(Entries from an annotation dataset)
◇ ◇ ◇ ◇ ◇ ◇ ◇

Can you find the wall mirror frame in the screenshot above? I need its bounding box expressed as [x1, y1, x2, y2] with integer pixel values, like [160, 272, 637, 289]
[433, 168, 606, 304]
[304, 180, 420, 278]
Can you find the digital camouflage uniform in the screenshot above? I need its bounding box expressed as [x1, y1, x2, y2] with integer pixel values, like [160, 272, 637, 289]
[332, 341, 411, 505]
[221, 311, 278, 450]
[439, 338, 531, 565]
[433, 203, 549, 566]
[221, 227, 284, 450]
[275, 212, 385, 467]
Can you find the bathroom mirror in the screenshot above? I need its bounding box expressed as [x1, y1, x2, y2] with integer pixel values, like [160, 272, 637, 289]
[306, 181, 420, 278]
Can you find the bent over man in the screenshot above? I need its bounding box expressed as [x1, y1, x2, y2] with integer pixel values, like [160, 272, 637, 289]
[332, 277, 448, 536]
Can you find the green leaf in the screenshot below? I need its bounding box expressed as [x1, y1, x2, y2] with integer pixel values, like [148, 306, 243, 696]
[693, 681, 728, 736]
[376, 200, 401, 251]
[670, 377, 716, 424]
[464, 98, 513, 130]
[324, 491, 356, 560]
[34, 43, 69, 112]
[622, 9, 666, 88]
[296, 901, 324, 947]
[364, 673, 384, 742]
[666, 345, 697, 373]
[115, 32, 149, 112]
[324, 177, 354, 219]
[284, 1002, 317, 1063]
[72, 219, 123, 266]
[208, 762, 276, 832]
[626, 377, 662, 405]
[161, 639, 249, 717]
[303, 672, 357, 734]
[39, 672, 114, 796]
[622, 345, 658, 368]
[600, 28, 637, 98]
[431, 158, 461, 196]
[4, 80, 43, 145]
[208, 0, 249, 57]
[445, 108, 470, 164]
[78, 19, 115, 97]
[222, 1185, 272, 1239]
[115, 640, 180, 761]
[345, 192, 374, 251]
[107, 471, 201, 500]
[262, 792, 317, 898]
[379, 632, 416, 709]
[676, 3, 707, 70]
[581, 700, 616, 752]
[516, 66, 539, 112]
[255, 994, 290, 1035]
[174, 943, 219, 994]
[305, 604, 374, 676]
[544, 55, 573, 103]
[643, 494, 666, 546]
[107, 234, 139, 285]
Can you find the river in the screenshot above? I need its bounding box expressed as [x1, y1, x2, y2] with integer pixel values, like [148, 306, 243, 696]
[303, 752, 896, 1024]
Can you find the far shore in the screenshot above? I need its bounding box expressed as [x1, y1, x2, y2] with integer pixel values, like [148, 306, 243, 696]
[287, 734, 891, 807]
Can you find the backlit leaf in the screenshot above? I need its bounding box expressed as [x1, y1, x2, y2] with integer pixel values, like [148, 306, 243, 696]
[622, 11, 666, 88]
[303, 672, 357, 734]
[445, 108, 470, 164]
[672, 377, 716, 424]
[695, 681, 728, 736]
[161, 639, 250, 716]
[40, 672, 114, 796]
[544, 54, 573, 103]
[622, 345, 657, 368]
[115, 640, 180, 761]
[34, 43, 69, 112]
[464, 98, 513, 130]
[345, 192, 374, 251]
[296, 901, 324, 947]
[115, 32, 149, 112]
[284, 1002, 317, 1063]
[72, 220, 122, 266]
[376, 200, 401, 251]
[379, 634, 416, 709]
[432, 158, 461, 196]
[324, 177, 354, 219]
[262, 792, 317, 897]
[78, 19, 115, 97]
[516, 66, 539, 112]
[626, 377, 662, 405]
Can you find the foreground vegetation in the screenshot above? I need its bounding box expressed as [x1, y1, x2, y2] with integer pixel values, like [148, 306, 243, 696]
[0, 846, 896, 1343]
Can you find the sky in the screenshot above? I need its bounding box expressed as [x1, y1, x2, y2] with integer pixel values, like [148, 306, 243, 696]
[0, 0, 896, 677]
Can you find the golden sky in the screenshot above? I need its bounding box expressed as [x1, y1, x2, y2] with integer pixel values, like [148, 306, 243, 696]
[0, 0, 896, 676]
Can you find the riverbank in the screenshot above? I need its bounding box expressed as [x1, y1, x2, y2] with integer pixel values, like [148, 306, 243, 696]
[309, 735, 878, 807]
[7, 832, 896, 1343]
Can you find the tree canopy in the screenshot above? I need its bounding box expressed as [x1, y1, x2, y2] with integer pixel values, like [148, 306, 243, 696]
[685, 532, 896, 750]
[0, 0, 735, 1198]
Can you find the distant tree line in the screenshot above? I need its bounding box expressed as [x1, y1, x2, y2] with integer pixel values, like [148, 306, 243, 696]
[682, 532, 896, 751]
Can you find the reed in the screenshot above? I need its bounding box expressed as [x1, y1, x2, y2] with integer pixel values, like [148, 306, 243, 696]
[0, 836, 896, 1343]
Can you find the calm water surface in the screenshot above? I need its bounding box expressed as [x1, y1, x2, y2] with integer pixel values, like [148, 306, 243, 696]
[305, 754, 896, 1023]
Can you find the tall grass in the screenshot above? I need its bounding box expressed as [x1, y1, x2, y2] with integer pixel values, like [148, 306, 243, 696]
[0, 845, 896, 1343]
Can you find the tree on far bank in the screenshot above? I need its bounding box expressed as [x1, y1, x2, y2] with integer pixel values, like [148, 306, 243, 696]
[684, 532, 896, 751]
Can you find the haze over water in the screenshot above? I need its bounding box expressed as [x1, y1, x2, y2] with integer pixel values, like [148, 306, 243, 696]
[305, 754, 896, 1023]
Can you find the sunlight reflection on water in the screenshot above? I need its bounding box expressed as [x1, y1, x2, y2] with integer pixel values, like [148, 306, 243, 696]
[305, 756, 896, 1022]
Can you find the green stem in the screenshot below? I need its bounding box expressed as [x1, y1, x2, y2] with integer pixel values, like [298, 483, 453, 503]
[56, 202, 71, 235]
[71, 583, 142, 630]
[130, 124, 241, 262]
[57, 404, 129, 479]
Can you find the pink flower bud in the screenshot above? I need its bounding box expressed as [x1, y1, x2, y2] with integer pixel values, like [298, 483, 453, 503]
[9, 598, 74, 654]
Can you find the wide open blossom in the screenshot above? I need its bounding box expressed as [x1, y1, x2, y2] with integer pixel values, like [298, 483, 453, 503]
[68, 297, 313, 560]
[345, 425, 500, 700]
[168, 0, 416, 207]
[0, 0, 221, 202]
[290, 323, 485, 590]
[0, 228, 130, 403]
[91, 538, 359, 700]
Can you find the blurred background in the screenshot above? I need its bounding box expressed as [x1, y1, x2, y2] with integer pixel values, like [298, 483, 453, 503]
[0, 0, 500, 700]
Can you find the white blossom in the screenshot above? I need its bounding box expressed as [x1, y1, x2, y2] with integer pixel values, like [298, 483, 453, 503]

◇ ◇ ◇ ◇ ◇ ◇ ◇

Put each of the rows above into a numbered list, leaving out any blank lines.

1. Can you find the wall mirror frame in the screenshot above? I need its bounding box expressed as [x1, y1, x2, y2] with integer pixel values, like [160, 272, 637, 289]
2. [433, 168, 606, 304]
3. [304, 180, 420, 278]
4. Can you find the digital camouflage uniform in the screenshot above? I need its bounding box expressed as [x1, y1, x2, y2] with integer pixel values, like [160, 272, 637, 289]
5. [332, 341, 411, 505]
6. [221, 311, 278, 450]
7. [439, 338, 531, 565]
8. [433, 203, 549, 566]
9. [221, 227, 284, 450]
10. [275, 212, 385, 467]
11. Can you find the bathroom mirror in the screenshot above? I need its bounding box expressed as [x1, y1, x2, y2] with integer pixel values, like [160, 272, 637, 289]
12. [306, 181, 420, 278]
13. Can you find the bent over man in the screenshot above? I need its bounding box expressed as [x1, y1, x2, y2] with integer pixel values, like [160, 272, 637, 289]
14. [332, 277, 448, 536]
15. Can you find the green leaf in the screenshot below? I need its bounding box expressed as [x1, y1, x2, y2] with integer pixel values, like [148, 306, 243, 696]
16. [693, 681, 728, 736]
17. [376, 200, 401, 251]
18. [670, 377, 716, 424]
19. [464, 98, 513, 130]
20. [324, 491, 356, 560]
21. [34, 43, 69, 112]
22. [622, 9, 666, 88]
23. [296, 901, 324, 947]
24. [364, 673, 384, 742]
25. [666, 345, 697, 373]
26. [115, 32, 149, 112]
27. [324, 177, 354, 219]
28. [284, 1002, 317, 1063]
29. [72, 219, 123, 266]
30. [208, 762, 276, 832]
31. [626, 377, 662, 405]
32. [161, 639, 249, 717]
33. [303, 672, 357, 734]
34. [39, 672, 114, 796]
35. [622, 345, 658, 368]
36. [600, 28, 637, 98]
37. [431, 158, 461, 196]
38. [4, 80, 43, 145]
39. [208, 0, 249, 57]
40. [445, 108, 470, 164]
41. [78, 19, 115, 97]
42. [222, 1185, 272, 1239]
43. [115, 640, 180, 761]
44. [345, 192, 374, 251]
45. [107, 471, 201, 500]
46. [262, 792, 317, 898]
47. [379, 632, 416, 709]
48. [676, 3, 707, 70]
49. [581, 700, 616, 752]
50. [516, 66, 539, 112]
51. [255, 994, 290, 1035]
52. [174, 943, 219, 994]
53. [305, 604, 374, 676]
54. [544, 55, 573, 103]
55. [643, 494, 666, 546]
56. [107, 234, 139, 285]
57. Can you find the river in the screenshot above? I need its bounding box expressed as [x1, y1, x2, y2] with integer pixel values, like [148, 306, 243, 696]
58. [303, 752, 896, 1024]
59. Can you find the far shore in the screenshot above? I need its bounding box expressed as [x1, y1, x2, y2] with integer pixel values, like [148, 306, 243, 696]
60. [287, 734, 891, 807]
61. Can you find the backlit leaf in the screenshot above? I need its bounding box expressed as [x1, y1, x2, y2] with integer pixel values, like [148, 306, 243, 696]
62. [622, 11, 666, 88]
63. [303, 672, 357, 734]
64. [445, 108, 470, 164]
65. [672, 377, 716, 424]
66. [695, 681, 728, 736]
67. [161, 639, 250, 716]
68. [40, 672, 114, 796]
69. [544, 54, 573, 103]
70. [622, 345, 657, 368]
71. [115, 640, 180, 761]
72. [34, 43, 69, 112]
73. [464, 98, 513, 130]
74. [345, 192, 374, 251]
75. [296, 901, 324, 947]
76. [115, 32, 149, 112]
77. [284, 1002, 317, 1063]
78. [72, 220, 122, 266]
79. [376, 200, 401, 251]
80. [379, 634, 416, 709]
81. [432, 158, 461, 196]
82. [324, 177, 354, 219]
83. [262, 792, 317, 897]
84. [78, 19, 115, 97]
85. [516, 66, 539, 112]
86. [626, 377, 662, 405]
87. Can you find the foreground vegetation in the screenshot above? I need its bounding box expressed as [x1, y1, x2, y2] with integer pixel values, like [148, 306, 243, 696]
88. [0, 846, 896, 1343]
89. Can you find the sky in the screenshot above? I need its bounding box expressed as [x1, y1, x2, y2] with integer pixel values, like [148, 306, 243, 696]
90. [0, 0, 896, 677]
91. Can you find the golden sky in the screenshot above? I need its bounding box expressed as [x1, y1, x2, y2] with integer pixel values, like [148, 306, 243, 696]
92. [0, 0, 896, 676]
93. Can you find the riverbank in the screenshot above? I need its bounding box expressed as [x1, y1, x2, y2] with integer pixel values, like [148, 306, 243, 696]
94. [309, 735, 878, 807]
95. [7, 832, 896, 1343]
96. Can you find the tree canopy in the screenshot above? I need its bounding box expressed as [x1, y1, x2, y2] with integer pixel values, like [148, 306, 243, 696]
97. [685, 532, 896, 750]
98. [0, 0, 735, 1198]
99. Can you find the distant tree line in the screenshot above? I need its bounding box expressed as [x1, y1, x2, y2] with integer pixel values, like [148, 306, 243, 696]
100. [682, 532, 896, 751]
101. Can you find the reed in the screenshot above? I need its bounding box expressed as [x1, y1, x2, y2] with integer pixel values, like [148, 306, 243, 696]
102. [0, 836, 896, 1343]
103. Can you find the calm water surface in the screenshot above? I need its bounding box expressed as [x1, y1, x2, y2] with integer pixel values, like [148, 306, 243, 696]
104. [305, 754, 896, 1023]
105. Can you find the tall grass in the screenshot above? I need its bounding box expressed as [x1, y1, x2, y2] with integer pixel values, like [148, 306, 243, 696]
106. [0, 845, 896, 1343]
107. Can you find the tree on far bank in the screenshot above? I need its bounding box expressed as [x1, y1, x2, y2] with integer pixel values, like [148, 306, 243, 696]
108. [684, 532, 896, 751]
109. Can you find the haze over water in the screenshot above? I need its bounding box expressed as [x1, y1, x2, y2] with integer pixel values, like [148, 306, 243, 696]
110. [305, 754, 896, 1023]
111. Can you find the sunlight reflection on water in the screenshot above? I need its bounding box expressed as [x1, y1, x2, y2] with integer pixel values, like [148, 306, 243, 696]
112. [305, 756, 896, 1022]
113. Can you find the green stem in the screenshot below? I need its bounding box expressed as [x1, y1, x2, y2] with integer pixel values, like [298, 483, 453, 503]
114. [56, 202, 71, 235]
115. [71, 583, 142, 630]
116. [130, 124, 241, 262]
117. [57, 404, 129, 479]
118. Can you find the pink flower bud in the screenshot above? I need its bounding box expressed as [x1, y1, x2, y2] with integer pixel values, like [298, 483, 453, 503]
119. [9, 598, 74, 654]
120. Can you find the wide open blossom in the screenshot above? I need its bounding box expressed as [x1, y1, x2, y2] with integer pixel values, like [298, 483, 453, 503]
121. [68, 297, 313, 560]
122. [345, 425, 500, 700]
123. [168, 0, 416, 207]
124. [0, 0, 221, 202]
125. [290, 323, 485, 590]
126. [0, 228, 130, 403]
127. [91, 538, 359, 700]
128. Can you find the blurred background in the screenshot above? I need its bounding box expressed as [x1, y1, x2, y2] with integer pixel values, like [298, 483, 453, 503]
129. [0, 0, 500, 700]
130. Can you find the white blossom in the screenshot above? I need its bounding box expressed as [x1, y1, x2, y2] with integer pixel values, like [298, 483, 453, 503]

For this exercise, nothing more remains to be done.